- **Set exercise**
Reproduce the data that follows in its entirety, character for character.

- **Supplied entries**
◆ ◆ ◆ ◆ ◆ ◆ ◆

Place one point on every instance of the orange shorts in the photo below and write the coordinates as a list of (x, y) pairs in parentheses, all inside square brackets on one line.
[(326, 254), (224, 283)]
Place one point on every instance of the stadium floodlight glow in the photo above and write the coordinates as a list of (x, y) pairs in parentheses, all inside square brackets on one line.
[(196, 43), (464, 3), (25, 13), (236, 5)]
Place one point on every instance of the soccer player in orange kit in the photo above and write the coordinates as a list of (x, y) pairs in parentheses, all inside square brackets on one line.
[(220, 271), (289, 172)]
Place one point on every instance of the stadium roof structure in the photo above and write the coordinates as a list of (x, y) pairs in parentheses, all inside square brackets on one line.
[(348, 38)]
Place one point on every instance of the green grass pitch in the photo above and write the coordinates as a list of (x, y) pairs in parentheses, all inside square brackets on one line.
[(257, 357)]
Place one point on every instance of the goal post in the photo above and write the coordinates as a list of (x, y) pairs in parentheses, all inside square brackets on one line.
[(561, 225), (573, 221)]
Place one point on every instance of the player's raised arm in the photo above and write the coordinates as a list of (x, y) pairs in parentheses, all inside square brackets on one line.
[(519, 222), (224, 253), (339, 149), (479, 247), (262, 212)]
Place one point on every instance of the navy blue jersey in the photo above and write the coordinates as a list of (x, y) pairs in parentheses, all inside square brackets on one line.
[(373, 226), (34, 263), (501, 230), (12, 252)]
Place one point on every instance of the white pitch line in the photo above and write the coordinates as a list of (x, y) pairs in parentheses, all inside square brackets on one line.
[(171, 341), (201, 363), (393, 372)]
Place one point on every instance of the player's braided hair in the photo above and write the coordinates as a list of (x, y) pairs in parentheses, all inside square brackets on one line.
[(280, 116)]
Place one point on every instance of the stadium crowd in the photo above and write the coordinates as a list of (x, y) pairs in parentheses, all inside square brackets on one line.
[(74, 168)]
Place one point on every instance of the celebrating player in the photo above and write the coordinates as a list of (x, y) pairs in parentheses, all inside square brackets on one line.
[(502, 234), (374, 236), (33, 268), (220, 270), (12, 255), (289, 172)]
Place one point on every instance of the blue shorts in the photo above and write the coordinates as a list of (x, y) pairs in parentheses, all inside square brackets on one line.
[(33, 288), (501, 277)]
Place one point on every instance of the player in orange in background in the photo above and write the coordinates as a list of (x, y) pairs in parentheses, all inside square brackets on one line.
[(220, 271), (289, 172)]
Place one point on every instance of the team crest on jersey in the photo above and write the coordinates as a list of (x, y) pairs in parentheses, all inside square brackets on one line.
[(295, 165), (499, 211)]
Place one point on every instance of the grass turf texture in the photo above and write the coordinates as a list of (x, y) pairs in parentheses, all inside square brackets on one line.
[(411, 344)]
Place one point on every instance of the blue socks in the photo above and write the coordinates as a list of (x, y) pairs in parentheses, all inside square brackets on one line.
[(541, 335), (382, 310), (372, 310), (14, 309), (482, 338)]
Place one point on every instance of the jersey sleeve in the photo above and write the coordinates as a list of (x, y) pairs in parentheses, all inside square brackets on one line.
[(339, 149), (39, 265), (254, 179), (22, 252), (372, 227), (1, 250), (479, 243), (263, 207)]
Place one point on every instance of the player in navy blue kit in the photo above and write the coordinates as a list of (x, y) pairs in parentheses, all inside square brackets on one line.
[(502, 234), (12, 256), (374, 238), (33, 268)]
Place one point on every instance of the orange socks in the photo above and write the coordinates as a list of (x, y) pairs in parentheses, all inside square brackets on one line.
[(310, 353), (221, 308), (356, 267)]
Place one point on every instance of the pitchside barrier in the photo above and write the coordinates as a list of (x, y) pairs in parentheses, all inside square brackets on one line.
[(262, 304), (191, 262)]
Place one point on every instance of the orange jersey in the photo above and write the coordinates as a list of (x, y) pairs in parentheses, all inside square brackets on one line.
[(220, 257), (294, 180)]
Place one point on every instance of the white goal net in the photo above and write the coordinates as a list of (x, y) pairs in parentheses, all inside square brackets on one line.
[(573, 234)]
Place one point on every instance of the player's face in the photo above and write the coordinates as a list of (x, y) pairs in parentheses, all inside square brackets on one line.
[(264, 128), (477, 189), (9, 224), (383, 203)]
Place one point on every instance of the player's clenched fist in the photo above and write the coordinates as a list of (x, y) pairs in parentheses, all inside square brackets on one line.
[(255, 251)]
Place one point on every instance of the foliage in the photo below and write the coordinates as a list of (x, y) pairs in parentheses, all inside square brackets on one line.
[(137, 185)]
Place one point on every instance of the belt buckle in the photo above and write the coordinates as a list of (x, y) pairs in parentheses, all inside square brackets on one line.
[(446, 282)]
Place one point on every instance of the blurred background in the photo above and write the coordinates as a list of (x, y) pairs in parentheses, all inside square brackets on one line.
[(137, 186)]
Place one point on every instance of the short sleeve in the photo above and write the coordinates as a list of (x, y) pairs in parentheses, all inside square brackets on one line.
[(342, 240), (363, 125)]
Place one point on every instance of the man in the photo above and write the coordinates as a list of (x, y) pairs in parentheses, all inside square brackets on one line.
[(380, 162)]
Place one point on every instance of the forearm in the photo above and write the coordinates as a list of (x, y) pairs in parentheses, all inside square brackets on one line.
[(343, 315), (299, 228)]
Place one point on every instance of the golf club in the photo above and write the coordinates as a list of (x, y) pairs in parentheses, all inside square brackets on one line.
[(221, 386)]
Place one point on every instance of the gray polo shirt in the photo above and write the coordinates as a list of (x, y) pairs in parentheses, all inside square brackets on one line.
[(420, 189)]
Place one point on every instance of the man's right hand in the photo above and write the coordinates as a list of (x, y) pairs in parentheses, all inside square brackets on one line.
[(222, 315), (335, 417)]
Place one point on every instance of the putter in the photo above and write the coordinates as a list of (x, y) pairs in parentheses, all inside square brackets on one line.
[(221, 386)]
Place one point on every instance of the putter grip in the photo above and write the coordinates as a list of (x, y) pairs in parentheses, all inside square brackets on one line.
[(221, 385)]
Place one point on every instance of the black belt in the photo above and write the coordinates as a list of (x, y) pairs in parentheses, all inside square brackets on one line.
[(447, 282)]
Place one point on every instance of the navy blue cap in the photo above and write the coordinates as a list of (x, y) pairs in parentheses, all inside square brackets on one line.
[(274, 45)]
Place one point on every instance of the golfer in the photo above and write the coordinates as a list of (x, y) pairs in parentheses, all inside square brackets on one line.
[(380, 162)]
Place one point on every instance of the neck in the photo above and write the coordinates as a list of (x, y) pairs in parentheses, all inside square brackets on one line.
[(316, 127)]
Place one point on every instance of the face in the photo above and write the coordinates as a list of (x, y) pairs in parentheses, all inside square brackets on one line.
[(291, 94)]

◆ ◆ ◆ ◆ ◆ ◆ ◆

- **Result of the exercise**
Place one point on every instance of the orange shorts in the photo below and write the coordinates as a list of (x, y) pairs in parentheses, all inside square brackets on one line.
[(326, 254), (224, 283)]
Place one point on every instance of the stadium floodlight glow in the photo above and write the coordinates as a list of (x, y) pairs in parentheses, all inside square brackets on one line.
[(196, 43), (464, 3), (25, 13), (236, 5)]
Place one point on every instance of the soccer player in orange kit in the photo above and write the coordinates as a list of (x, y) pairs in parentheses, all inside square brackets on one line.
[(220, 271), (289, 172)]
Place one point on every instance of the stadium roof structure in the photo above and write the coordinates as a list of (x, y) pairs in parentheses, all inside square brackets on one line.
[(348, 38)]
Place one point on every instance of the green grass pitch in the photo above and write the coordinates as a list of (x, y) pairs in parentheses, all inside square brackets on one line.
[(257, 357)]
Place one point on every instance of the goal post in the photo above and write the coordinates as a list of (x, y) pairs in parentheses, all inside square brackets on one line.
[(561, 225), (573, 221)]
Place one point on every instance of the player's raised arm in the photo above and write the coordinates as a list of (x, y) pairs in parentheses, all inside square brackets on one line.
[(519, 222), (224, 253), (339, 149), (479, 247), (262, 212)]
Place one point on every instance of the navy blue jersey in the photo above and write the coordinates as a list of (x, y) pairs in parentheses, all inside square brackets on one line.
[(373, 226), (34, 263), (501, 230), (12, 252)]
Place one point on every instance of the white pitch line in the photo above and write the coordinates as a list of (x, y) pairs in parentheses, all inside square brackets on one line.
[(171, 341), (201, 363), (393, 372)]
Place one point on every instance of the player's braided hair in the photo above and write the coordinates as a list of (x, y) pairs in parentheses, all inside square brackets on one line.
[(280, 116)]
Place one point on every instance of the stadium crowd in the photo above and write the coordinates as a list of (x, y) pairs in parentheses, all inside square brackets on one line.
[(74, 168)]
Place one point on every instance of the celebrating player in the photo above and write the coordinates as a list of (x, y) pairs in parentheses, all inside square brackets on one line.
[(502, 234), (374, 236), (33, 268), (220, 270), (12, 255), (289, 172)]
Place one point on every instance of the blue shorts in the photo above and write the coordinates as a list of (x, y) pairs in parentheses, all inside square brackets on one line.
[(33, 288), (501, 277)]
Place one point on every instance of the player in orange in background in the photo above and write the coordinates as a list of (x, y) pairs in parentheses, all inside square brackets on one line.
[(220, 271), (289, 172)]
Place one point on every instance of the team crest on jersey in the photo above and write the coordinates as a list of (x, y) pairs in parentheses, all inside square brackets on one line.
[(295, 165), (499, 211)]
Place one point on every instance of the grass turf texture in the photo above and write the coordinates as a list of (x, y) pairs in parentheses, all inside square brackets on one line.
[(411, 344)]
Place one point on every instance of the blue socks in the photo above and write the coordinates as a list of (x, y) pairs in parentheses, all inside square brackets on one line.
[(541, 335), (382, 310), (372, 310), (14, 309), (482, 338)]
Place one point on every instance of the jersey sleeve in the photo above and write the coordinates as a list of (x, y) pairs in parentheses, all inside square brackets on one line.
[(339, 149), (39, 265), (254, 179), (22, 252), (372, 227), (1, 250), (479, 243), (263, 207)]
Place one point on every instance of the player in navy blue kit in the photo above and write the coordinates as a list of (x, y) pairs in parentheses, all inside square brackets on one line.
[(502, 234), (12, 256), (374, 238), (33, 268)]
Place one point on every instance of the orange socks in the photo above and write the coordinates as a list of (x, y) pairs in parentheses, all inside square brackets on one line.
[(310, 353), (221, 308), (356, 267)]
Place one point on every instance of the pitchside barrier in the photo above and write the coordinates as a list of (x, y) pairs in parentheses, all inside square brackets on one line.
[(262, 304), (191, 262)]
Place one point on every instance of the orange jersey in the photo above and write the coordinates as a list of (x, y) pairs in parentheses, all inside square brackets on one line.
[(220, 257), (294, 180)]
Place one point on every instance of the white goal net in the photo above and write the coordinates as a list of (x, y) pairs in parentheses, all inside square brackets on one line.
[(573, 234)]
Place one point on every instance of the player's face in the photo above and write the coordinates as a list of (x, y) pairs in parentheses, all inside square brackets on one line.
[(264, 128), (477, 189), (9, 224), (383, 203)]
Place one point on every instance of the player's clenched fist in the photo above and write the coordinates as a list of (x, y) pairs in parentheses, all inside square brackets on one line.
[(255, 251)]
Place one point on every instance of the foliage in the photo below and write the coordinates as a list of (x, y) pairs in parentheses, all inside square brackets on one line.
[(137, 185)]
Place one point on every instance of the belt buckle in the photo above and write the coordinates as a list of (x, y) pairs in parentheses, all inside square brackets on one line.
[(446, 282)]
Place one point on every instance of the blurred background in the photo above and write the coordinates as a list of (x, y) pairs in parentheses, all inside square brackets on one line.
[(137, 186)]
Place one point on every instance of the short sleeve in the photo above and write the coordinates as a list of (x, y) pairs in parentheses, all inside square brackets on one line.
[(342, 240), (363, 125)]
Place one point on every instance of the man in the photo above and write the coordinates as a list of (x, y) pairs in parentheses, all inside square brackets on one line.
[(380, 162)]
Place one point on every instance of the forearm in the photo above and write the coordinates as a list of (x, y) pairs in parentheses, all inside square brackets on one line.
[(343, 315), (299, 228)]
Place one point on every instance of the golf club in the photo above and write the coordinates as a list of (x, y) pairs in parentheses, all inside square brackets on one line.
[(221, 386)]
Place one point on every instance of the gray polo shirt in the photo above and write the coordinates as a list of (x, y) pairs in parentheses, all inside square brackets on one line.
[(420, 189)]
Place one point on every instance of the man's right hand in the photo above and write the coordinates as a list of (x, y) pairs in parentheses, all inside square brackets on one line.
[(222, 315), (335, 417)]
Place one point on every instance of the putter in the photo above and write the coordinates as a list of (x, y) pairs in parentheses, all inside square brackets on one line.
[(221, 386)]
Place one point on every instance of the putter grip in the photo above and write the coordinates as a list of (x, y) pairs in parentheses, all inside square brackets on one line.
[(221, 385)]
Place one point on every instance of the black belt in the photo above and write the coordinates as a list of (x, y) pairs in parentheses, all inside square brackets on one line.
[(447, 282)]
Place one point on every instance of the navy blue cap in the photo above and write the coordinates as a list of (x, y) pairs in parentheses, all inside square brackets on one line.
[(274, 45)]
Place one point on every instance of the golfer in the photo above and write the coordinates as a list of (x, y) pairs in parentheses, all inside square brackets on one line.
[(380, 162)]
Place one point on every instance of the neck in the photo above and write the coordinates as a list of (x, y) pairs in parentheses, all inside square brackets on one line.
[(316, 127)]
Place one point on every instance of the face in the photo above and write the coordinates as a list of (x, y) pairs in parentheses, all inside square brackets on one line.
[(291, 94)]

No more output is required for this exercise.